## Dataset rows
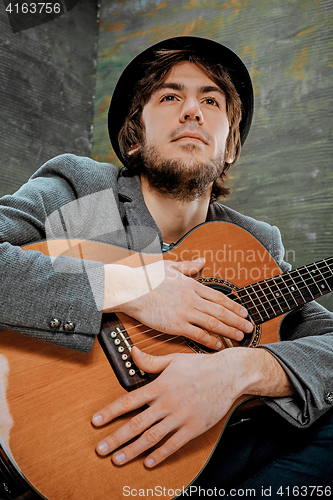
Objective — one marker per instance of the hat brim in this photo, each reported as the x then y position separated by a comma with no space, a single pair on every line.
210,50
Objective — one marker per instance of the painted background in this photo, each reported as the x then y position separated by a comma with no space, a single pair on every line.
284,175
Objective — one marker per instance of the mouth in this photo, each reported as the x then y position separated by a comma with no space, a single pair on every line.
188,136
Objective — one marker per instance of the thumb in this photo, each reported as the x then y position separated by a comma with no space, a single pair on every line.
189,267
150,363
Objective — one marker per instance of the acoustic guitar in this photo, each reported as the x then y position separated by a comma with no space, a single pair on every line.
48,394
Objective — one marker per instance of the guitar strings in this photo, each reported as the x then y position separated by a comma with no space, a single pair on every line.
292,282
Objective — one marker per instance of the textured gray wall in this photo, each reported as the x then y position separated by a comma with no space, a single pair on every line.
284,174
47,79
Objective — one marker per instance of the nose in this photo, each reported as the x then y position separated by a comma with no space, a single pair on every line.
191,111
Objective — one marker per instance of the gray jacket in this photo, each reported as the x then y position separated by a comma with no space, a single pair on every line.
35,290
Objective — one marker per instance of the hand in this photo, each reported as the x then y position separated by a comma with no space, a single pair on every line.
180,305
193,392
186,399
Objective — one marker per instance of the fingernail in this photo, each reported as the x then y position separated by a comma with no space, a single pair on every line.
103,446
97,419
249,327
119,457
239,335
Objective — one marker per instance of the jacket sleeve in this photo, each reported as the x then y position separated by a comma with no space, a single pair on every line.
306,353
35,292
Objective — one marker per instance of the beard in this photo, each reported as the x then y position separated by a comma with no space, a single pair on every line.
180,179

## PROBLEM TO WORK ON
Pictures are excluded; copy every other part of the records exactly.

## RESPONSE TO THIS EXERCISE
Objective — one marker per instance of the hat brim in this photo, each reported as the x then y position separated by a comma with no space, a single pair on every line.
210,50
Objective — one marker per instance of the painted background in this photo, each reported as the x then y position separated by a comma with no space, a single pair on every line.
284,175
Objective — one marker per instance of the mouth in this photo, each reported as the x then y position separated by a comma with no space, a single pair on every line.
188,136
Objective — one marker per instance of the thumb in this photo, each reported as the x then y position separated by a comma with no space, a single pair on every line.
189,267
150,363
Objective — one marker per instance of the acoustic guitar in this photo, each reported as the x then y position separated by a comma with no space, a single pair on every line.
48,394
Objective — one marker per instance of the guitar strings in this photo, each reported as the x then y position separated by a comma with no space, a single pair on every line.
292,282
Objective — one marker per instance of the textured gray wall in this photo, each reported as the x then y position separated by a comma with no space, a single pair on every line.
284,174
47,79
Objective — one marker per instance of the nose in this photo, each reported as the x then y position separated by a comma with no space, a single pair on every line.
191,111
Objective — one marker per instance of the gray jacket in this photo, each reported as the x then y position separated by a comma with no space, a single pair on every line.
35,290
Objective — one marker per instance of the hand in this photo, each reported as the x then y position separated by a comma with no space, a single pair on every line.
180,305
193,392
186,399
Objective — one marker per instance of the fingernail in this photo, each reported as the x then y position separated by a comma with no space, a single pair on every line.
103,446
97,419
249,327
119,457
239,335
Objective — one marker per instance of the jacket sleeve in this photo, each reported as the x then y position separated by a comma with no space, a single pair on every line.
306,353
35,292
Objective — one marker per instance of the beard in this photo, each reported as the x then y position separated by a comma with no space, a single pair on every line.
180,179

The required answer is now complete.